QUOTED PASSAGE START

Each meal has all its ingredients and nutritional content on the label, along with cooking instructions (you nuke them). I’m shocked to discover they are not that bad for you. I’d always believed the urban legend that plane food was loaded with calories and secret chemicals to keep customers docile and mildly constipated on long-haul flights.

While there are definitely a few preservatives and anti-caking agents on the ingredient lists, there are fewer mystery words than on a packet of Twisties. The meals are pretty light too. I calculate I’ve purchased about 45,000kj of food – about six days’ worth of energy for an average woman; or about a month’s worth if you’re Jack Dorsey.

QUOTED PASSAGE END
SOURCE INFORMATION START

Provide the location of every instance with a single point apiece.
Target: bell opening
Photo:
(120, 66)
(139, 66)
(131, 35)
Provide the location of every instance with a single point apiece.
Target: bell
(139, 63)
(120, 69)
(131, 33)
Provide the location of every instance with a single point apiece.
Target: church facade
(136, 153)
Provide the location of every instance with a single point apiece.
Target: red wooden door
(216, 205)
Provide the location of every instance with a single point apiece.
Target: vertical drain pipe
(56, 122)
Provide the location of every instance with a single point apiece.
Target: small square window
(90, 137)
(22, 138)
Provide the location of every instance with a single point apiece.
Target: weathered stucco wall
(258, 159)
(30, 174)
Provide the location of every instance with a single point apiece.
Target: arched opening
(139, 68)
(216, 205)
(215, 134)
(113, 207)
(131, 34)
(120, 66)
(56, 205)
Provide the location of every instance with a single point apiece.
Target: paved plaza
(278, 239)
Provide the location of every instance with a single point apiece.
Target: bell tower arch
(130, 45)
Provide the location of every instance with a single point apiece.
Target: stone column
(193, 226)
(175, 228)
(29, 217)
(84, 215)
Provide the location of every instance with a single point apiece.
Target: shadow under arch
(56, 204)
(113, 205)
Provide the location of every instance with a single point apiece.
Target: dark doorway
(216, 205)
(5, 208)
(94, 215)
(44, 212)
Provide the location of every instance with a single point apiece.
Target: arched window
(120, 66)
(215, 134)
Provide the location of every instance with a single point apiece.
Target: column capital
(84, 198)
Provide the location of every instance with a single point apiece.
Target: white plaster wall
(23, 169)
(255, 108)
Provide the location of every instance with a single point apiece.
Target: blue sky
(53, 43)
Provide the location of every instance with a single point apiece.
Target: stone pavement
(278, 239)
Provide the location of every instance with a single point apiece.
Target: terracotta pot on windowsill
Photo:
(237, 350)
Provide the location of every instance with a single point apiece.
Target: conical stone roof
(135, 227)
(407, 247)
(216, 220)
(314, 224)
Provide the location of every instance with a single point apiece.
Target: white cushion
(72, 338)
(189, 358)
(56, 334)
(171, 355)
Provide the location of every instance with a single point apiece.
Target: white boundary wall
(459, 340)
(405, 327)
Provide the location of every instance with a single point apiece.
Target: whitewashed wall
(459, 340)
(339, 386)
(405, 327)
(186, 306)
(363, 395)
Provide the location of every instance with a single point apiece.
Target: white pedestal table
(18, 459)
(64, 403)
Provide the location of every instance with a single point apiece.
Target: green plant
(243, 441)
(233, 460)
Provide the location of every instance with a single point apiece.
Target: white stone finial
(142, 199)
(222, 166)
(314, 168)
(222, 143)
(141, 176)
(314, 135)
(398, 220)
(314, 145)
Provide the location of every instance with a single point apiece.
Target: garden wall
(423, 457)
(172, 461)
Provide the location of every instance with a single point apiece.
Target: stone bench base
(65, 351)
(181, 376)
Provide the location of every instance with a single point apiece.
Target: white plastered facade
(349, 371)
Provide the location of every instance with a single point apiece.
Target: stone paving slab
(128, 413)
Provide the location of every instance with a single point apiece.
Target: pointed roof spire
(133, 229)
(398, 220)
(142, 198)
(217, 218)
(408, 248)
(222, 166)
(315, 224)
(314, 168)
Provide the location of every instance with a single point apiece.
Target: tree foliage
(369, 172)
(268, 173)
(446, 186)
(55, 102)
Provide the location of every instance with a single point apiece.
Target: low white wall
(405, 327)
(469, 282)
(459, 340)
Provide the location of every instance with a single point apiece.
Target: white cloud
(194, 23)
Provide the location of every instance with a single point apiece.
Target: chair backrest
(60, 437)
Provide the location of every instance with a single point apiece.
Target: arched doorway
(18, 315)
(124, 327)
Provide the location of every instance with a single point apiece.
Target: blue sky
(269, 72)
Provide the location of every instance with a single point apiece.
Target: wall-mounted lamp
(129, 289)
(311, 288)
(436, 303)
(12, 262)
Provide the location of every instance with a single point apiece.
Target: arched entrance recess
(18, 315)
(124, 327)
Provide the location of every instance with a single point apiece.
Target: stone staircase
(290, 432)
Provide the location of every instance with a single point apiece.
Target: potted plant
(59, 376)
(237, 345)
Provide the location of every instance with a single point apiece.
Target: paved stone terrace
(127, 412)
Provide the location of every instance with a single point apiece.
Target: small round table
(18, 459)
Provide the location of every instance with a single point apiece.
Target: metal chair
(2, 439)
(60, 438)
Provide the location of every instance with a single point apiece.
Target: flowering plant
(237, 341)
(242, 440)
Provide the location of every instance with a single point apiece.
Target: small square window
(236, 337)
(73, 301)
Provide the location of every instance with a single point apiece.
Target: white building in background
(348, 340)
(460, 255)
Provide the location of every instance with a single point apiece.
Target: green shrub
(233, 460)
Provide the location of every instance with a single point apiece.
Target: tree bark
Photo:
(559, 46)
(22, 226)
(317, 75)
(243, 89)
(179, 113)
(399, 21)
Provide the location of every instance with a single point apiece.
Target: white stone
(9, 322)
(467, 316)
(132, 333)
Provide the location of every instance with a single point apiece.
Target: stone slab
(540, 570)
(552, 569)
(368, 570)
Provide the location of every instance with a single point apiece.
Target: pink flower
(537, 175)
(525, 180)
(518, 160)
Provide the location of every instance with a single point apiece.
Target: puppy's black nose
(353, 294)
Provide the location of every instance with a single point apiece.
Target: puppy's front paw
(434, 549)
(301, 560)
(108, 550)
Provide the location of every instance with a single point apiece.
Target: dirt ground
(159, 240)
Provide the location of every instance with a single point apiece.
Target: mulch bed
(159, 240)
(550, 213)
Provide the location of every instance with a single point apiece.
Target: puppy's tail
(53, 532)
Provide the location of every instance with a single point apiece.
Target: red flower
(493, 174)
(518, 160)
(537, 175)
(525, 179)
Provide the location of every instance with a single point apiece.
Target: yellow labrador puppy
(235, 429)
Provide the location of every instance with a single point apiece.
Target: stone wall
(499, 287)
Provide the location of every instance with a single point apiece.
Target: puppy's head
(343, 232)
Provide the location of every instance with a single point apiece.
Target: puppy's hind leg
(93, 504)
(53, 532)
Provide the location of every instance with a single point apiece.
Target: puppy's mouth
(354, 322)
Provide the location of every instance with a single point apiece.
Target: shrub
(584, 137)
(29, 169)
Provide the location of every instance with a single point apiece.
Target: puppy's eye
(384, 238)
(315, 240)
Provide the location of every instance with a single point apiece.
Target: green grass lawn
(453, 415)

SOURCE INFORMATION END

* _TASKS AND EXERCISES_
1. Please copy the airline meal passage word for word, starting at "Each meal has" and ending at "you’re Jack Dorsey.".
2. Answer these questions from the airline meal passage:
(a) Besides ingredients and nutritional content, what else is on each meal's label?
(b) How many kilojoules of food does the writer calculate were purchased?
(c) The ingredient lists have fewer mystery words than the packet of what product?

* _PER-TASK OUTPUTS_
1.
Each meal has all its ingredients and nutritional content on the label, along with cooking instructions (you nuke them). I’m shocked to discover they are not that bad for you. I’d always believed the urban legend that plane food was loaded with calories and secret chemicals to keep customers docile and mildly constipated on long-haul flights.

While there are definitely a few preservatives and anti-caking agents on the ingredient lists, there are fewer mystery words than on a packet of Twisties. The meals are pretty light too. I calculate I’ve purchased about 45,000kj of food – about six days’ worth of energy for an average woman; or about a month’s worth if you’re Jack Dorsey.

2.
(a) Cooking instructions.
(b) About 45,000kj.
(c) Twisties.